_EXERCISE PROMPT_
Whatever appears in the records, retype it exactly, except for the pictures.

_PROVIDED INFORMATION_

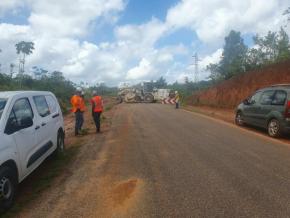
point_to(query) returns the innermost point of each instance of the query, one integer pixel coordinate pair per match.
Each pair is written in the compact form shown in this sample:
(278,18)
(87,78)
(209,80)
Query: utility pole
(196,69)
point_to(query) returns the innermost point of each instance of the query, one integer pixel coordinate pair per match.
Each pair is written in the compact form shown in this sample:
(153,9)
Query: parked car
(31,128)
(268,108)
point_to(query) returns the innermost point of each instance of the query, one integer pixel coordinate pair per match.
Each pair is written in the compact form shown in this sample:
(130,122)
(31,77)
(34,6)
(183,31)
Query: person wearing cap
(97,109)
(82,107)
(78,109)
(177,99)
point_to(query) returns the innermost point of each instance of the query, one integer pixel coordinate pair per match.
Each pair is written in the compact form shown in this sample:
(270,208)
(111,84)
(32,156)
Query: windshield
(2,106)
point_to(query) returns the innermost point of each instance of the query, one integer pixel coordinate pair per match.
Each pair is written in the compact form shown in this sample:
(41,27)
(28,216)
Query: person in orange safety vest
(78,108)
(97,109)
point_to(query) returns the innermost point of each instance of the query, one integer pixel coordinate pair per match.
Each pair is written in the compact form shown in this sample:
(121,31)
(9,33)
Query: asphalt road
(172,163)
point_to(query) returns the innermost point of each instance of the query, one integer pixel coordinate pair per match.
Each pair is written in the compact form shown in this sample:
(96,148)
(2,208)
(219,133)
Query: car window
(255,98)
(2,106)
(41,106)
(267,97)
(21,110)
(51,103)
(279,98)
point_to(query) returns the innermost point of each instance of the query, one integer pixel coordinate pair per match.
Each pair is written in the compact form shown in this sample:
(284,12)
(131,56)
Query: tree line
(238,58)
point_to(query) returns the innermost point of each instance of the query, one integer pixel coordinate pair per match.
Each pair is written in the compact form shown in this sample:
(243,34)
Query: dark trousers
(79,121)
(97,119)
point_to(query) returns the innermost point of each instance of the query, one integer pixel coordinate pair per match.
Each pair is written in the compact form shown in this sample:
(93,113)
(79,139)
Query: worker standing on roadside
(78,109)
(83,107)
(177,99)
(97,109)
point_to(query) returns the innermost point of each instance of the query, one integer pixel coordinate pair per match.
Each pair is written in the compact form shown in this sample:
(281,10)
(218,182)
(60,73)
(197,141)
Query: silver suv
(268,108)
(31,128)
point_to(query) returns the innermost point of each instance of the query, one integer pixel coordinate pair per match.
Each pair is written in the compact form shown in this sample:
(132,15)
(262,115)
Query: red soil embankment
(230,93)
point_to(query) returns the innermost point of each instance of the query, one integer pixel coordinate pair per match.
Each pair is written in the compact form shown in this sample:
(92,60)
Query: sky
(117,41)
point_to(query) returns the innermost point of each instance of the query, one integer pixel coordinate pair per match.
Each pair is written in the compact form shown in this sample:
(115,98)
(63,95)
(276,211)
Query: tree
(215,74)
(272,48)
(283,46)
(24,48)
(287,13)
(234,55)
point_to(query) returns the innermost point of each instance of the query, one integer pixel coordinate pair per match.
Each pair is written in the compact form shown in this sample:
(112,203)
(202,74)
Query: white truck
(31,129)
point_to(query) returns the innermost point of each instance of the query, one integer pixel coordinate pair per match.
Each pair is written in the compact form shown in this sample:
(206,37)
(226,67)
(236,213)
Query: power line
(196,67)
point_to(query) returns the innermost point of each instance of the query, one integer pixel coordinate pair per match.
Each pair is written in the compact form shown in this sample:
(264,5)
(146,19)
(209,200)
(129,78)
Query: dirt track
(159,162)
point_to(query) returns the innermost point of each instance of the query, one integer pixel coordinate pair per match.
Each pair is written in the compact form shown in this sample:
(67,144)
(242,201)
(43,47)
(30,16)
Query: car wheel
(8,187)
(239,119)
(274,128)
(60,142)
(148,98)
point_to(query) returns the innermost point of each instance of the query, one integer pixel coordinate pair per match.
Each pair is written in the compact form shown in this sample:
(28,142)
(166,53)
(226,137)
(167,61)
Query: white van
(31,128)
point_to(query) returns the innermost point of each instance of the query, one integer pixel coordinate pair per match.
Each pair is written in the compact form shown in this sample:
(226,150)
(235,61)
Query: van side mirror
(246,102)
(26,122)
(12,126)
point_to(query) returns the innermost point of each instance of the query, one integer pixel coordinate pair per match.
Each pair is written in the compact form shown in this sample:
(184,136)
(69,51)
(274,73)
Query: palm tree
(24,48)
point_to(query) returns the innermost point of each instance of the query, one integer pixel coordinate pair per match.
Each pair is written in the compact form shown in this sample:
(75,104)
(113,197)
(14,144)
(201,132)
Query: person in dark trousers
(78,109)
(97,109)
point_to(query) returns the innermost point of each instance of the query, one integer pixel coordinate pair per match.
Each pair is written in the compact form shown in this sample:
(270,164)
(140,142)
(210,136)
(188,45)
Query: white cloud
(212,20)
(60,28)
(211,59)
(145,34)
(8,5)
(141,71)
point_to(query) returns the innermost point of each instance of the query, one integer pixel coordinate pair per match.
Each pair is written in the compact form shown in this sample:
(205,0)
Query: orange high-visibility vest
(97,103)
(82,105)
(76,102)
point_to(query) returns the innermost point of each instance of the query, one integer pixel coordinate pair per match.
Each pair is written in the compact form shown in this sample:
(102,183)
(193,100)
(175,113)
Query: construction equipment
(144,92)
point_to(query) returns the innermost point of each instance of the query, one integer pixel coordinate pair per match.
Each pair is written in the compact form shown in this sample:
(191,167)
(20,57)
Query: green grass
(41,180)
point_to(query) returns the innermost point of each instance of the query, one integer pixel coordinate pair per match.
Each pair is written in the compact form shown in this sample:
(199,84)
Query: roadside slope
(230,93)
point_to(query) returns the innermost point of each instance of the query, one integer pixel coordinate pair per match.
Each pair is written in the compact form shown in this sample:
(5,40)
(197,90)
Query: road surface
(160,162)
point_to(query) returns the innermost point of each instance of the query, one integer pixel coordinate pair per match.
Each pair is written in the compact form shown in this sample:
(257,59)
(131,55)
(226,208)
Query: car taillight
(287,111)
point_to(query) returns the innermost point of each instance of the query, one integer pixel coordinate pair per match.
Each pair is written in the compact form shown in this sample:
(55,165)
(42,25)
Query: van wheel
(239,119)
(60,142)
(8,187)
(274,129)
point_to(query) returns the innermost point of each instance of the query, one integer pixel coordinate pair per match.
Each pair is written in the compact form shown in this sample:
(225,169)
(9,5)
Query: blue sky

_RESPONSE TO THIS EXERCISE_
point_to(query) returns the innermost point of each instance of the query, one integer pixel coordinate pair per match.
Each pair is written in the compact form shown in this sample:
(278,18)
(87,78)
(209,80)
Query: utility pole
(196,69)
point_to(query) returns the innermost point of each instance of the query, one integer pixel coordinate pair per match.
Each pair is written in the compact form shown in this sample:
(153,9)
Query: parked car
(31,128)
(268,108)
point_to(query) returns the innermost point of each instance of the query, one integer pixel coordinate pair per match.
Each pair is written in the compact form shown in this sample:
(130,122)
(31,77)
(34,6)
(183,31)
Query: person wearing cap
(97,109)
(82,107)
(78,109)
(177,99)
point_to(query) returns the innermost point of each instance of the query, one integer pixel coordinate pair per match.
Each pair is written in the compact form shown in this sample:
(270,208)
(111,84)
(32,156)
Query: windshield
(2,106)
point_to(query) returns the innermost point of each instance of the query, one integer pixel coordinate pair per match.
Each pair is written in the compact form shown in this sample:
(41,27)
(28,216)
Query: person in orange safety vest
(78,108)
(97,109)
point_to(query) returns the innermost point of each instance of the query, one integer pixel coordinate pair per match.
Each pair is written in the compact form shown in this sample:
(121,31)
(9,33)
Query: asphalt road
(172,163)
point_to(query) returns the innermost point of each instance of the query, one integer pixel coordinate pair per match.
Each pair is written in the compact form shown in this sample:
(96,148)
(2,208)
(219,133)
Query: car window
(255,98)
(2,106)
(41,106)
(267,97)
(21,110)
(51,103)
(279,98)
point_to(query) returns the innermost point of each instance of the query, one integer pixel coordinate pair per match.
Each pair is written in the compact form shown in this sample:
(284,12)
(131,56)
Query: tree line
(238,58)
point_to(query) returns the innermost point of each instance of the query, one integer pixel coordinate pair per match.
Each pair is written in the compact form shown in this sample:
(243,34)
Query: dark trousers
(79,121)
(97,119)
point_to(query) returns the innermost point of each instance of the query, one integer pixel coordinate pair per match.
Each pair is written in the compact form shown in this sample:
(93,113)
(79,139)
Query: worker standing on roadside
(78,109)
(83,107)
(177,99)
(97,109)
point_to(query) returns the innermost point of each instance of the query, one integer pixel coordinate pair per match.
Each pair is written in the compact form shown in this sample:
(281,10)
(218,182)
(60,73)
(197,141)
Query: silver suv
(268,108)
(31,128)
point_to(query) returns the innermost point of each instance of the query, one integer pixel coordinate pair per match.
Each pair is written in the compact form shown in this sample:
(132,15)
(262,115)
Query: red soil embankment
(230,93)
point_to(query) returns the innermost point of each instance of the query, one integer pixel coordinate pair per match.
Each pair is written in the compact form shown in this sample:
(92,60)
Query: sky
(117,41)
point_to(query) returns the innermost point of each instance of the query, one integer pixel coordinate pair per match.
Each pair is written in the compact form shown in this sample:
(115,98)
(63,95)
(276,211)
Query: tree
(215,74)
(272,48)
(283,46)
(24,48)
(287,13)
(234,55)
point_to(query) returns the innermost point of each instance of the query, one integer pixel coordinate pair per match.
Each pair is written in the compact form shown in this sample:
(112,203)
(202,74)
Query: white truck
(31,129)
point_to(query) returns the innermost point of each instance of the query, one integer pixel coordinate pair per match.
Each pair is written in the compact form shown in this sample:
(206,37)
(226,67)
(236,213)
Query: power line
(196,67)
point_to(query) returns the innermost point of each instance of the query, one integer pixel coordinate pair per match.
Each pair is written in the compact form shown in this sample:
(264,5)
(146,19)
(209,200)
(129,78)
Query: dirt track
(159,162)
point_to(query) returns the innermost point of each instance of the query, one integer pixel coordinate pair per match.
Each pair is written in the compact form shown in this sample:
(67,144)
(242,201)
(43,47)
(30,16)
Query: car wheel
(8,187)
(239,119)
(274,128)
(60,142)
(148,98)
point_to(query) returns the innermost point of each instance of the query, one integer pixel coordinate pair per match.
Each pair is written in the compact form shown in this sample:
(28,142)
(166,53)
(226,137)
(167,61)
Query: white van
(31,128)
point_to(query) returns the innermost point of each instance of the query, one integer pixel coordinate pair per match.
Each pair is written in the compact form shown in this sample:
(226,150)
(235,61)
Query: van side mirror
(246,102)
(26,122)
(12,126)
point_to(query) returns the innermost point of each instance of the query, one integer pixel coordinate pair per match.
Each pair is written in the compact form shown in this sample:
(184,136)
(69,51)
(274,73)
Query: palm tree
(24,48)
point_to(query) returns the innermost point of each instance of the query, one integer pixel coordinate pair per match.
Each pair is written in the compact form shown in this sample:
(75,104)
(113,197)
(14,144)
(201,132)
Query: person in dark trousers
(78,109)
(97,109)
point_to(query) returns the innermost point of each instance of the query, one integer pixel coordinate pair per match.
Each pair is written in the compact form shown in this sample:
(270,164)
(140,142)
(210,136)
(188,45)
Query: white cloud
(212,20)
(60,28)
(211,59)
(145,34)
(8,5)
(141,71)
point_to(query) returns the innermost point of each instance of the query, one integer pixel coordinate pair per match.
Each pair is written in the compact form shown in this sample:
(205,0)
Query: orange high-visibility vest
(97,103)
(82,105)
(76,102)
point_to(query) returns the innermost point of each instance of the query, one integer pixel coordinate pair per match.
Each pair is written in the compact form shown in this sample:
(102,183)
(193,100)
(175,113)
Query: construction equipment
(144,92)
point_to(query) returns the innermost point of each instance of the query, one integer pixel coordinate pair per match.
Each pair is written in the compact form shown in this sample:
(191,167)
(20,57)
Query: green grass
(41,180)
point_to(query) returns the innermost point of each instance of the query, one integer pixel coordinate pair per match.
Each pair is written in the compact form shown in this sample:
(199,84)
Query: roadside slope
(230,93)
point_to(query) returns the innermost point of each instance of the query, one integer pixel coordinate pair per match.
Each pair is written in the compact form shown in this sample:
(5,40)
(197,90)
Query: road surface
(160,162)
point_to(query) returns the innermost point of each instance of the query, one integer pixel coordinate pair per match.
Each pair is written in the compact form shown in this sample:
(257,59)
(131,55)
(226,208)
Query: car taillight
(287,111)
point_to(query) returns the innermost point of each instance of the query, one integer pixel coordinate pair per match.
Each pair is written in the compact form shown in this sample:
(55,165)
(42,25)
Query: van wheel
(239,119)
(60,142)
(8,187)
(274,129)
point_to(query) returns the innermost point of each instance of the query, one integer pixel coordinate pair per match.
Each pair is written in the compact form shown in this sample:
(225,169)
(9,5)
Query: blue sky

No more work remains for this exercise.